Paraguayan supermarket chain

Ycuá Bolaños was a Paraguayan supermarket chain, founded in 1987 in Asunción, although its origins date back to 1978, when its founder Juan Pío Paiva opened a butchery. At its apex of expansion, it managed four supermarkets in the Paraguayan capital and operated small production plants which elaborated its own products sold in its stores.

The chain's popularity nosedived after a fire hit its fifth supermarket in 2004, which led to the sale of its four remaining outlets two years later. In the last quarter of 2006, Salemma acquired Ycuá Bolaños III in Los Arcos and Ycuá Bolaños II at Multiplaza, which were renamed Salemma Carmelitas and Salemma Multiplaza, respectively. Both reopened under new management in December 2006. Finally, in 2009, the last remaining supermarket, Ycuá Bolaños I, was renamed Supermercado María's.

--

According to the passage on the Paraguayan supermarket chain, what new names did Salemma give Ycuá Bolaños III and Ycuá Bolaños II?

--

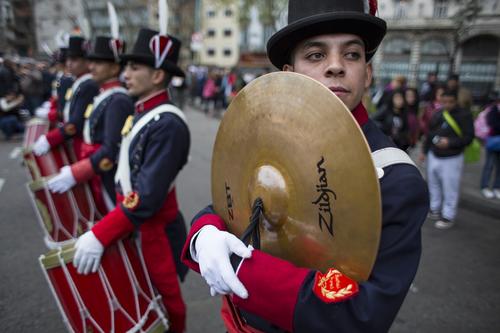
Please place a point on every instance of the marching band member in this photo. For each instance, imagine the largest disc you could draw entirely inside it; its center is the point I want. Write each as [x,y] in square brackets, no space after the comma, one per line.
[78,97]
[154,149]
[332,42]
[104,120]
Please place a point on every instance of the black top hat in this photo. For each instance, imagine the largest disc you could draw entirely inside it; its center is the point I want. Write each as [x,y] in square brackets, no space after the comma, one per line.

--

* Task answer: Ycuá Bolaños III became Salemma Carmelitas, and Ycuá Bolaños II became Salemma Multiplaza.